TESTO DI PARTENZA |
= = = = = = =

302    Ne consegue che la Commissione poteva, a buon diritto, effettuare controlli e prendere copia di documenti relativi alla ricorrente nella causa T‑490/09, depositati nei locali della Leali, riguardanti l’esistenza di eventuali accordi, pratiche concordate o decisioni di associazioni di imprese contrari all’articolo 65 CA nel settore del tondo per cemento armato e aventi ad oggetto, in particolare, la fissazione dei prezzi, l’attribuzione di quote e la riduzione della produzione, nonché l’identità di tutte le imprese interessate, conformemente all’articolo 1 della decisione di accertamento.

303    Ne consegue che la terza parte del presente motivo deve essere respinta.

–       Sulla quarta parte, attinente alla mancata comunicazione dei documenti relativi alla cooperazione della Ferriere Nord

304    La ricorrente nella causa T‑489/09 fa valere che i suoi diritti della difesa sono stati violati in quanto la Commissione non le avrebbe consentito di prendere conoscenza dei documenti che le erano stati presentati dalla Ferriere Nord nell’ambito della sua cooperazione ai sensi della comunicazione sulla cooperazione del 1996.

= = = = = = =

MATERIALE FORNITO |
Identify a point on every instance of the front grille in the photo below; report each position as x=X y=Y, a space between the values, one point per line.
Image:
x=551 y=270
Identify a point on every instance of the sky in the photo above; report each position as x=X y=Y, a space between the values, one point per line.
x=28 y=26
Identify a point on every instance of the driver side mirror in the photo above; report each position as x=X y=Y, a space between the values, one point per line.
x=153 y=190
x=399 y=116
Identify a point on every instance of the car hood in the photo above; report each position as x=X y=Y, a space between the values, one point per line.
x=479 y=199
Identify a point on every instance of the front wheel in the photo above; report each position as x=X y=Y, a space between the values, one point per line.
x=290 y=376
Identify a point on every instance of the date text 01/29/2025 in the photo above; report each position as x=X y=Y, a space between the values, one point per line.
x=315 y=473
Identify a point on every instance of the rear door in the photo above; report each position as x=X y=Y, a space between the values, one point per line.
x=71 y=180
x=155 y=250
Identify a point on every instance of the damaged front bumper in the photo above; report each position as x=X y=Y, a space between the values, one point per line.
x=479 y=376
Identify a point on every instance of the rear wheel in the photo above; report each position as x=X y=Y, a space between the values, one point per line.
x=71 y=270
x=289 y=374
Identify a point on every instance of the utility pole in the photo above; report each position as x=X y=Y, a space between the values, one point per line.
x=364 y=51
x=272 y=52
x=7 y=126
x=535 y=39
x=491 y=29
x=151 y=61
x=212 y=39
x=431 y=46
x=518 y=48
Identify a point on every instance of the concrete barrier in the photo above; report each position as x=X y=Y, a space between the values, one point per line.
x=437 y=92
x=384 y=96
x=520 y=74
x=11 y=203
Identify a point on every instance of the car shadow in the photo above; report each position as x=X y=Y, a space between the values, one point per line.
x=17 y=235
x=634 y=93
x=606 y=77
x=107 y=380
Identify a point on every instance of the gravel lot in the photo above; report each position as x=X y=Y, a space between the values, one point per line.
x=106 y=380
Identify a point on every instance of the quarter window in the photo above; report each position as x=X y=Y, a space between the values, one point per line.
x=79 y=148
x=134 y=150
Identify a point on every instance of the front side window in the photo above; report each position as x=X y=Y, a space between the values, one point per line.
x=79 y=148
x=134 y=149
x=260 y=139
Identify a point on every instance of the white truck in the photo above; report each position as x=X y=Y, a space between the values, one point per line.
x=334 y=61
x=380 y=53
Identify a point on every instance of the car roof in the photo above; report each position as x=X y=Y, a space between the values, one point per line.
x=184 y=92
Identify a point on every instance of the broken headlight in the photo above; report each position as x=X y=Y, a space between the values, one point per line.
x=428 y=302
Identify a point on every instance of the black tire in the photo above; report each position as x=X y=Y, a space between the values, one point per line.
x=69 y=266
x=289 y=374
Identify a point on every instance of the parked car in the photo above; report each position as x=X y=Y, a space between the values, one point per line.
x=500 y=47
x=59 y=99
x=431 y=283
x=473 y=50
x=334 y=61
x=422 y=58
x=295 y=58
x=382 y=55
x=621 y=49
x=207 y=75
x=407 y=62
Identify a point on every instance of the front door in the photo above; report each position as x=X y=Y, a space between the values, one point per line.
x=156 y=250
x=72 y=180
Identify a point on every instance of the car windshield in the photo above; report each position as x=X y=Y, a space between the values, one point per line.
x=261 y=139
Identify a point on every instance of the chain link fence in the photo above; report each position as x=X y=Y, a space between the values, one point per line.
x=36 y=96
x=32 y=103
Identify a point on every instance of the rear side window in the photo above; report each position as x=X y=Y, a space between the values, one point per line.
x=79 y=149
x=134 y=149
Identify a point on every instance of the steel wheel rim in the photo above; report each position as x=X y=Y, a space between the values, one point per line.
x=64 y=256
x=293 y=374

= = = = = = =

COMPITI SCRITTI |
(a) Ricopia dal testo di partenza il passo che va da "302    Ne consegue che" fino a "decisione di accertamento." compreso.
(b) Rispondi alle domande seguenti in base al testo di partenza.
(i) A quale articolo sono contrari gli eventuali accordi su cui vertevano i controlli della Commissione?
(ii) Nei locali di quale impresa erano depositati i documenti di cui la Commissione poteva prendere copia?
(iii) Quale impresa aveva presentato i documenti relativi alla cooperazione di cui la ricorrente nella causa T‑489/09 non ha potuto prendere conoscenza?

SOLUZIONI |
(a)
302    Ne consegue che la Commissione poteva, a buon diritto, effettuare controlli e prendere copia di documenti relativi alla ricorrente nella causa T‑490/09, depositati nei locali della Leali, riguardanti l’esistenza di eventuali accordi, pratiche concordate o decisioni di associazioni di imprese contrari all’articolo 65 CA nel settore del tondo per cemento armato e aventi ad oggetto, in particolare, la fissazione dei prezzi, l’attribuzione di quote e la riduzione della produzione, nonché l’identità di tutte le imprese interessate, conformemente all’articolo 1 della decisione di accertamento.

(b)
(i) All'articolo 65 CA.
(ii) Nei locali della Leali.
(iii) La Ferriere Nord.